◆ EXERCISE DESCRIPTION: Please repeat the material below word for word, beginning at the line that contains "Can you see the strawberry stem" and stopping after the line that contains "column 617, row 393".

◆ MATERIAL PROVIDED:

--

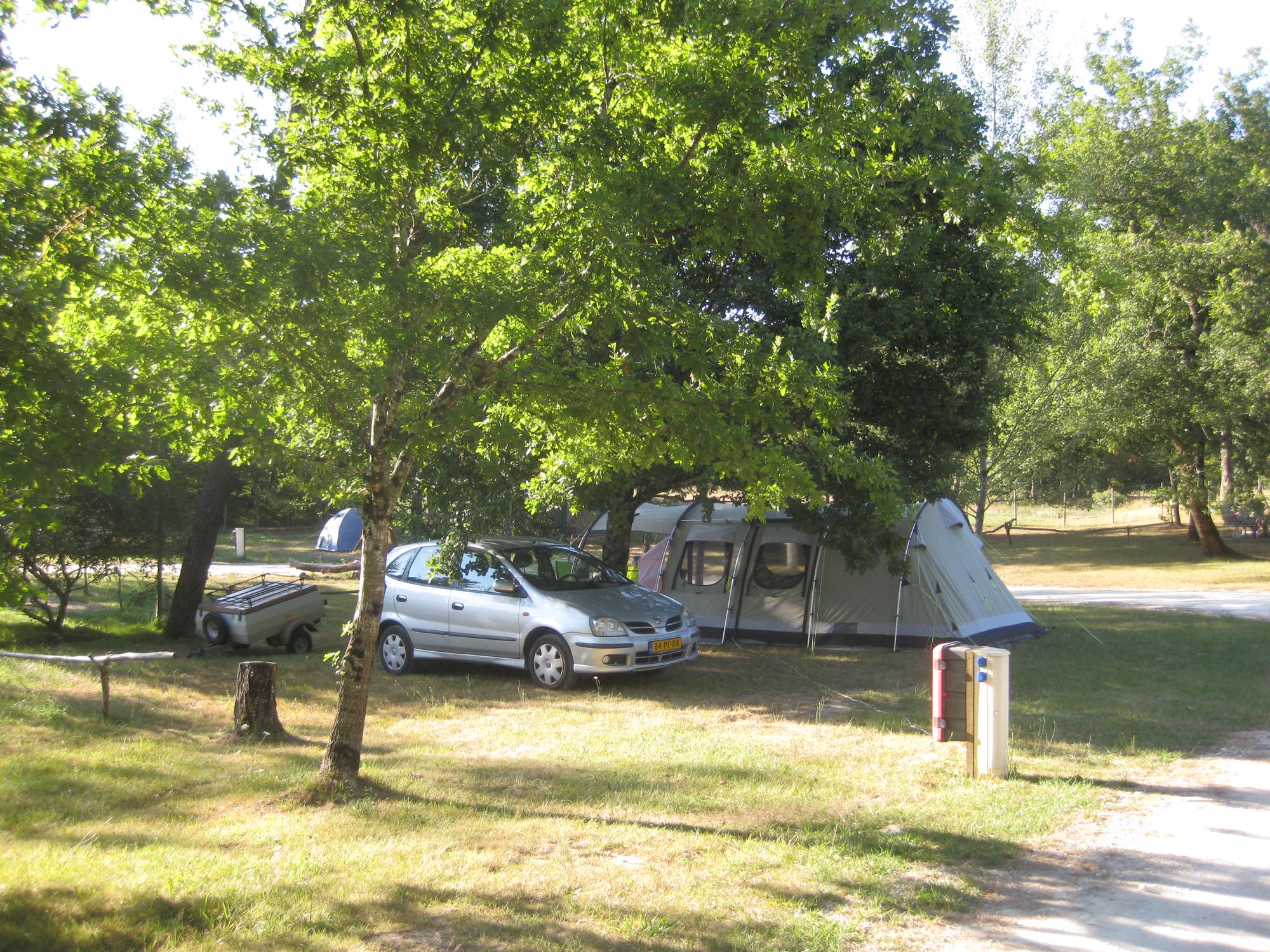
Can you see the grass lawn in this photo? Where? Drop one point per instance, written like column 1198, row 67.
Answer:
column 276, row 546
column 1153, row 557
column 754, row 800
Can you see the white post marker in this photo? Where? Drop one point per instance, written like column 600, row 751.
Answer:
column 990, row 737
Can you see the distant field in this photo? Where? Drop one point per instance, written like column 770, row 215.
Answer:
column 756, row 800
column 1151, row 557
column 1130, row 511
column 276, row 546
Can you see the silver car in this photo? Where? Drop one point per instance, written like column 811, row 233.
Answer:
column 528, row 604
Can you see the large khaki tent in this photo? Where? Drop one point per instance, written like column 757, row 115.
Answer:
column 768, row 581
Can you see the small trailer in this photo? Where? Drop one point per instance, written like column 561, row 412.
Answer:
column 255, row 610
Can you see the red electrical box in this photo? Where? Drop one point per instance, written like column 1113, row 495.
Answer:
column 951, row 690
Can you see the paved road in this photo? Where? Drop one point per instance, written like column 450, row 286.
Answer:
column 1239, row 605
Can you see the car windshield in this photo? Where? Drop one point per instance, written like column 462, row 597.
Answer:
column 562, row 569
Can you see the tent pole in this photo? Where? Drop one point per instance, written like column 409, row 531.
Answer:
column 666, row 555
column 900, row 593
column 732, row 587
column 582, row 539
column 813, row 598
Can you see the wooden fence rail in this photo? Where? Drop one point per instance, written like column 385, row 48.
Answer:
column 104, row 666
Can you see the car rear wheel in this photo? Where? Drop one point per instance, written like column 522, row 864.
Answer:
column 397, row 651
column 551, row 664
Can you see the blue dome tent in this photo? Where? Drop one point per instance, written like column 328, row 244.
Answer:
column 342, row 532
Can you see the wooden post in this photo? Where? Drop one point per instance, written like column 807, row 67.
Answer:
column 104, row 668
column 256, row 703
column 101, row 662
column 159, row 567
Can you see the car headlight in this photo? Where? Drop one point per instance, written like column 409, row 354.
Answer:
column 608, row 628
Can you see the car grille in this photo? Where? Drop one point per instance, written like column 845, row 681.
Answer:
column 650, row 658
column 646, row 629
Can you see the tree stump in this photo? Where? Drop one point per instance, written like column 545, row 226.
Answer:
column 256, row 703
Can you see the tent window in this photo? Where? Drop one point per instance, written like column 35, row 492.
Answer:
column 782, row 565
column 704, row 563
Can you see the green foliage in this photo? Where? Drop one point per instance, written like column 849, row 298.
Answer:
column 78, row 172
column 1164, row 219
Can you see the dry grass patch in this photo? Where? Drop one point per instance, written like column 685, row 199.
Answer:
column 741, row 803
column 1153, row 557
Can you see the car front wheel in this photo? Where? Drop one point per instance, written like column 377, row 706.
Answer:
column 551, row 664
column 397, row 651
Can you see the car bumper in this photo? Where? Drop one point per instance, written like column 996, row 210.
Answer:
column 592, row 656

--

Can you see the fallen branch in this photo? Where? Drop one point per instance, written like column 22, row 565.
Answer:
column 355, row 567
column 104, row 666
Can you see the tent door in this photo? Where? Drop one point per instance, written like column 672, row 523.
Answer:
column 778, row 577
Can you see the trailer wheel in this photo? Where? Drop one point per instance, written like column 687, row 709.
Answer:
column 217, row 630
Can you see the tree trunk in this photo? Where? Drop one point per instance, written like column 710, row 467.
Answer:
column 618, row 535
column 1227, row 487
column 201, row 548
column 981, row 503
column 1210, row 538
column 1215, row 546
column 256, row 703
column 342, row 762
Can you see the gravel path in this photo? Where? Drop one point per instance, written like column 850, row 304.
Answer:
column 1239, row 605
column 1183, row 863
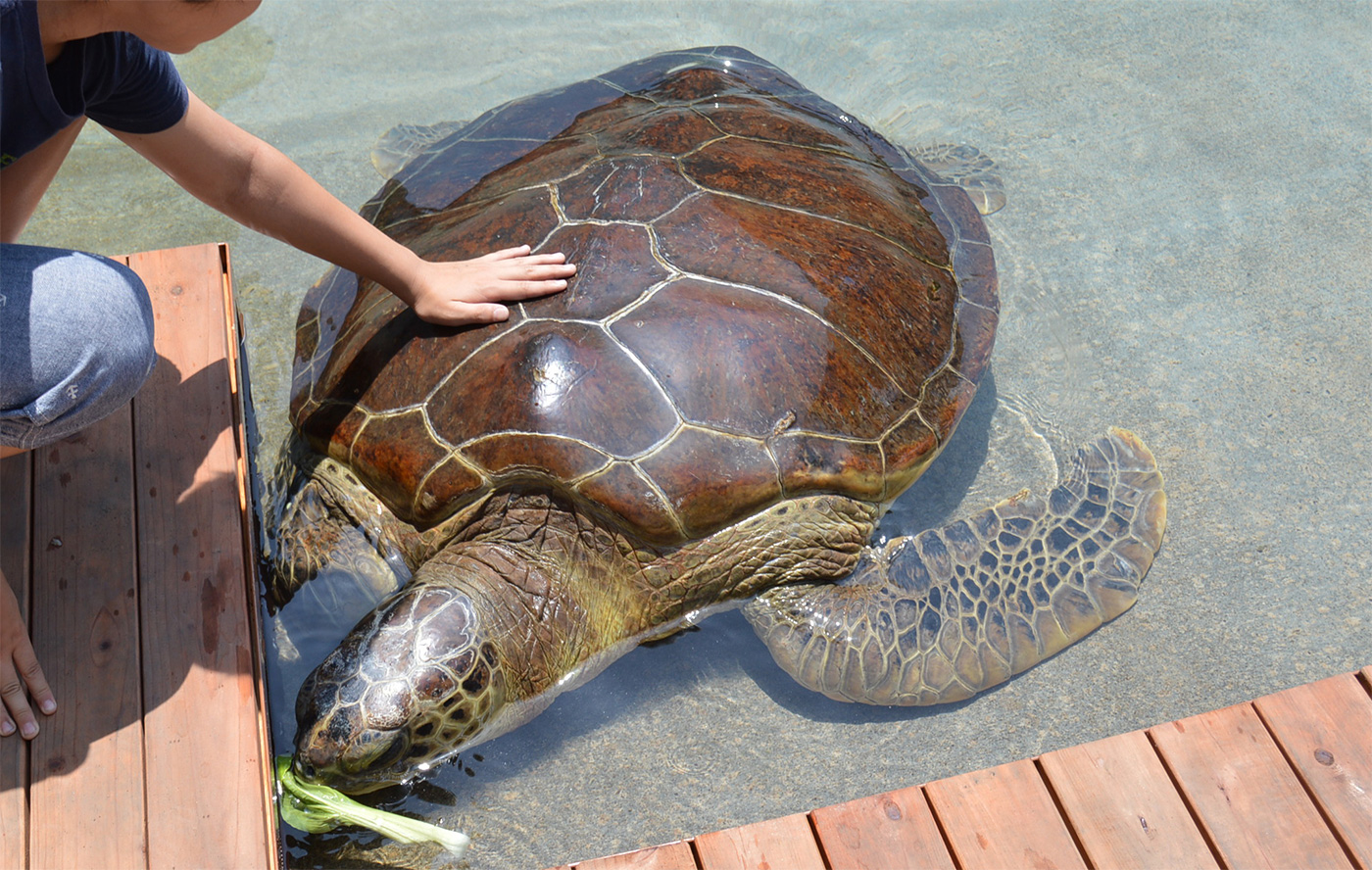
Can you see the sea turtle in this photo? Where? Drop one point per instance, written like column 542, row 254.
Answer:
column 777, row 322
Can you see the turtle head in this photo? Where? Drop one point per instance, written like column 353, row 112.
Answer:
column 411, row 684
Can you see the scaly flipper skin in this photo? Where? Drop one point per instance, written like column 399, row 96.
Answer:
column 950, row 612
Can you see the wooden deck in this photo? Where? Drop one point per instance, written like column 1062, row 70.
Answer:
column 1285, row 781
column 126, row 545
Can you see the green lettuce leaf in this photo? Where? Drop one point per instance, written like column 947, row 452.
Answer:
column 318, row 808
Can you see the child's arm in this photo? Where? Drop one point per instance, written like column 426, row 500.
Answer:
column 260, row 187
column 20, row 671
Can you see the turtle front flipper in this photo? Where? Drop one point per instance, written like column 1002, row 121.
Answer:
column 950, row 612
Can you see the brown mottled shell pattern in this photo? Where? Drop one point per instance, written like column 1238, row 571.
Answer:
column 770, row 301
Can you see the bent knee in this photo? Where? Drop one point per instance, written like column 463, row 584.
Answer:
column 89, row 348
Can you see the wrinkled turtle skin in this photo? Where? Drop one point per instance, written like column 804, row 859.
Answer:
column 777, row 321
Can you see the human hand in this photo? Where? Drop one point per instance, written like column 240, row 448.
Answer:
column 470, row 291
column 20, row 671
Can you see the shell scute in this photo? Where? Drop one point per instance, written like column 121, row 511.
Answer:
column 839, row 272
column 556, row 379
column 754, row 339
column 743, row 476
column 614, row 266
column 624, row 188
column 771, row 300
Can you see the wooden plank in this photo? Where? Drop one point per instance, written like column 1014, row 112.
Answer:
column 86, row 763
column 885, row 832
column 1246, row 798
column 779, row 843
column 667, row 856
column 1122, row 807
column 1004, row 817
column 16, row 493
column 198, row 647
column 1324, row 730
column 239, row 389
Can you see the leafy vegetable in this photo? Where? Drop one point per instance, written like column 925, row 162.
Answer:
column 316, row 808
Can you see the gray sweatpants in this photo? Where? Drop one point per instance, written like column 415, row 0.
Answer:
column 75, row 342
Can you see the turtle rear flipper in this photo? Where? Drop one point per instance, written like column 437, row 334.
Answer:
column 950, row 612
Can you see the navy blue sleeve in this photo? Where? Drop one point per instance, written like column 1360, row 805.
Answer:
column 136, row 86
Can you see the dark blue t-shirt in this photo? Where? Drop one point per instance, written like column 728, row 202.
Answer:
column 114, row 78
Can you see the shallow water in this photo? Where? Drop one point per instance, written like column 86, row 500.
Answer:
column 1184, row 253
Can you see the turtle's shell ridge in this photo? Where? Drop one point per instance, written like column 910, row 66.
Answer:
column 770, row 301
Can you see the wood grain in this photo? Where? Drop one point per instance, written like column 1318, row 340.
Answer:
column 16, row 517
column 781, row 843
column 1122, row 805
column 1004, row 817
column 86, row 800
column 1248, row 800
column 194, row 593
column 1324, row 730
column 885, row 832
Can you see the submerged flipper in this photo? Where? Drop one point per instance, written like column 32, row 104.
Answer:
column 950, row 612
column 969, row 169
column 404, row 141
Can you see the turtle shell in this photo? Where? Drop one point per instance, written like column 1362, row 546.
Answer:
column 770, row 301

--

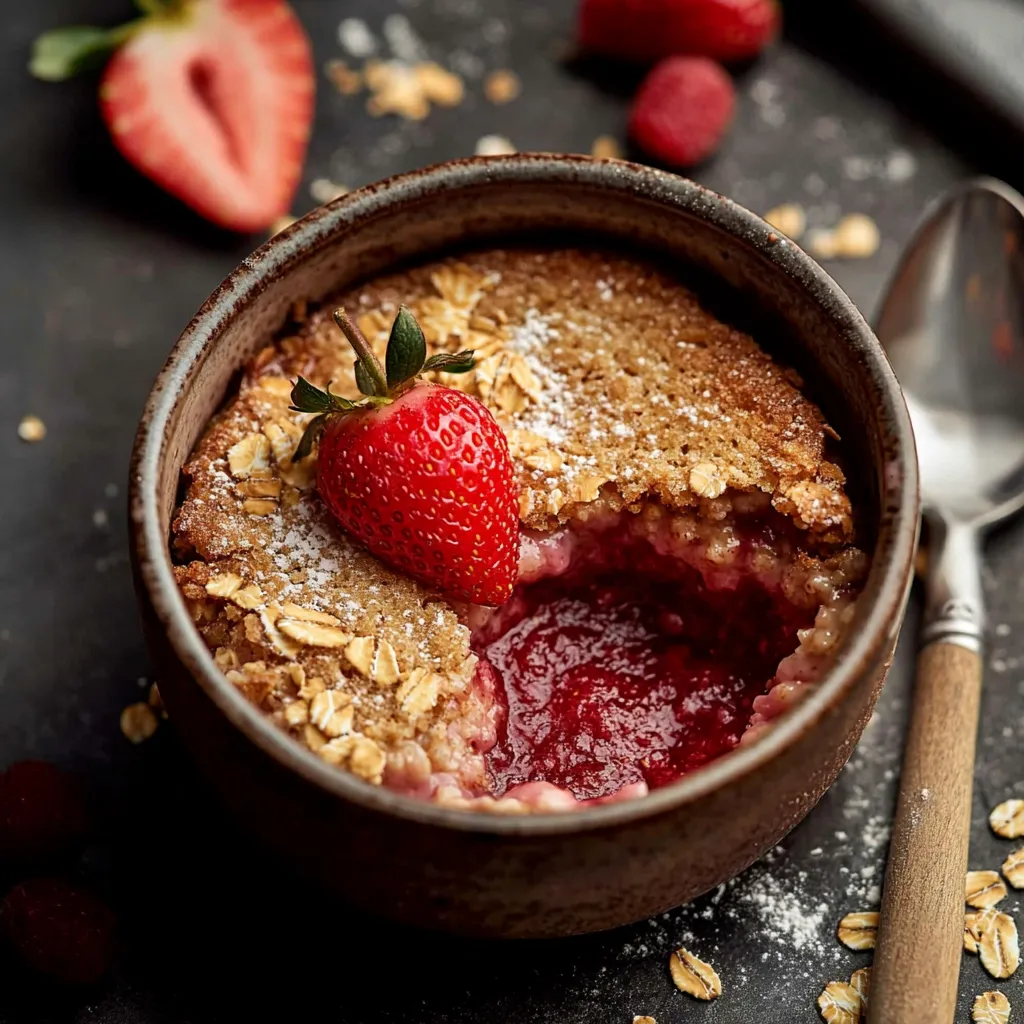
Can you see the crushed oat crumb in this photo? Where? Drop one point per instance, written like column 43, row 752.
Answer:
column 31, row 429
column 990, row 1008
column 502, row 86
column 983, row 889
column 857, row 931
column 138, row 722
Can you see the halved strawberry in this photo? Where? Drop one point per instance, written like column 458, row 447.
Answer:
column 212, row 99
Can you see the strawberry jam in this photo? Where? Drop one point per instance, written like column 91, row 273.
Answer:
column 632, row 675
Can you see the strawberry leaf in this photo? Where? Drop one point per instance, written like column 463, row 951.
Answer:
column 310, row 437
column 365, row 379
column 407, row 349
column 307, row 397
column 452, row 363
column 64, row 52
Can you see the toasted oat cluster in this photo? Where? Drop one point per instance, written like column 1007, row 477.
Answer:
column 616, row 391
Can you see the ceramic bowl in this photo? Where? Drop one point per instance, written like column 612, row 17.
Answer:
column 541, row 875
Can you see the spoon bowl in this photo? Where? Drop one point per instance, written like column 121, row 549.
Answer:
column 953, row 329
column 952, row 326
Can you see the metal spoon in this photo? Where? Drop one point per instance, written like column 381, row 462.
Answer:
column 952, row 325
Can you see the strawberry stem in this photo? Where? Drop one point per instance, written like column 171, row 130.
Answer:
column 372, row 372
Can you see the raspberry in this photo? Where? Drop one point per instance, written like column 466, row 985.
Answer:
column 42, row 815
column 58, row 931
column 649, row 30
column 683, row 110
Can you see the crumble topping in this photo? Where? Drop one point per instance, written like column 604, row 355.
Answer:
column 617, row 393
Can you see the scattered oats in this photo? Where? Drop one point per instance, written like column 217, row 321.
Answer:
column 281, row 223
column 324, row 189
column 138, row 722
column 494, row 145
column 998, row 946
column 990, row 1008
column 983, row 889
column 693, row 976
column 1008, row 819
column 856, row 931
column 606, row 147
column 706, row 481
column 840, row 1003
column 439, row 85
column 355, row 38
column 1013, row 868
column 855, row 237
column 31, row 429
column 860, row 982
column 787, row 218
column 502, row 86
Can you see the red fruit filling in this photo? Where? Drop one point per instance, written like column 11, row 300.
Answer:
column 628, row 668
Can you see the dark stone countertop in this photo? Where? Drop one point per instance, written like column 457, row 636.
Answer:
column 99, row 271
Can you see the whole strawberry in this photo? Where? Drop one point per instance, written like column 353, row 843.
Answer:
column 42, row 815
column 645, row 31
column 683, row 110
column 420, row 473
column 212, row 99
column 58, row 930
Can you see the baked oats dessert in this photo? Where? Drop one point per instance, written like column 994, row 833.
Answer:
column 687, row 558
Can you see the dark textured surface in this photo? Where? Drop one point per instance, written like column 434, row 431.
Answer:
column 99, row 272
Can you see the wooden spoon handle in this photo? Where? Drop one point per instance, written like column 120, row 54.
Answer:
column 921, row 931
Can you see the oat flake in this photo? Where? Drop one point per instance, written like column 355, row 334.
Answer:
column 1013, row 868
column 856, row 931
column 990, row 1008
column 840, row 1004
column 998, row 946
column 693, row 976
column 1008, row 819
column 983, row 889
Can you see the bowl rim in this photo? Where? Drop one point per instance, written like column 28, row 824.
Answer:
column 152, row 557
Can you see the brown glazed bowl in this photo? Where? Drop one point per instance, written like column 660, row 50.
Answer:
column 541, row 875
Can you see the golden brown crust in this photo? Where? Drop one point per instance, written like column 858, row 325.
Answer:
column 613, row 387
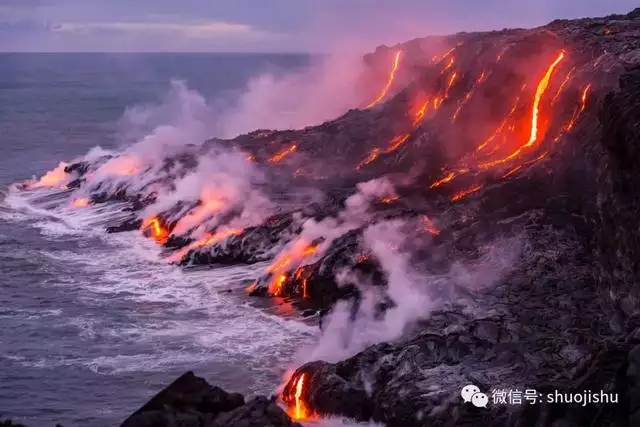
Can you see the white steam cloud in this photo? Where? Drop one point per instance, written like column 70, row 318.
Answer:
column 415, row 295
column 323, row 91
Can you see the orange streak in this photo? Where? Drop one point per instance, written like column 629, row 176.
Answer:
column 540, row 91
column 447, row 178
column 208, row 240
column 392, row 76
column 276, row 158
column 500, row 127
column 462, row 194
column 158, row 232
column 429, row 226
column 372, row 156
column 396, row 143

--

◆ RESULT OF THE TASK:
Can you see the strawberry stem in this photo? Where? Drop one point per instance, written like column 171, row 130.
Answer:
column 372, row 372
Can you see the raspberry in this photo? Where? Drop one point per instance, written like column 466, row 985.
Answer:
column 42, row 815
column 58, row 931
column 649, row 30
column 683, row 110
Can you see the crumble topping in this photo? Where? Drop one point per instance, written like column 604, row 355.
Answer:
column 617, row 393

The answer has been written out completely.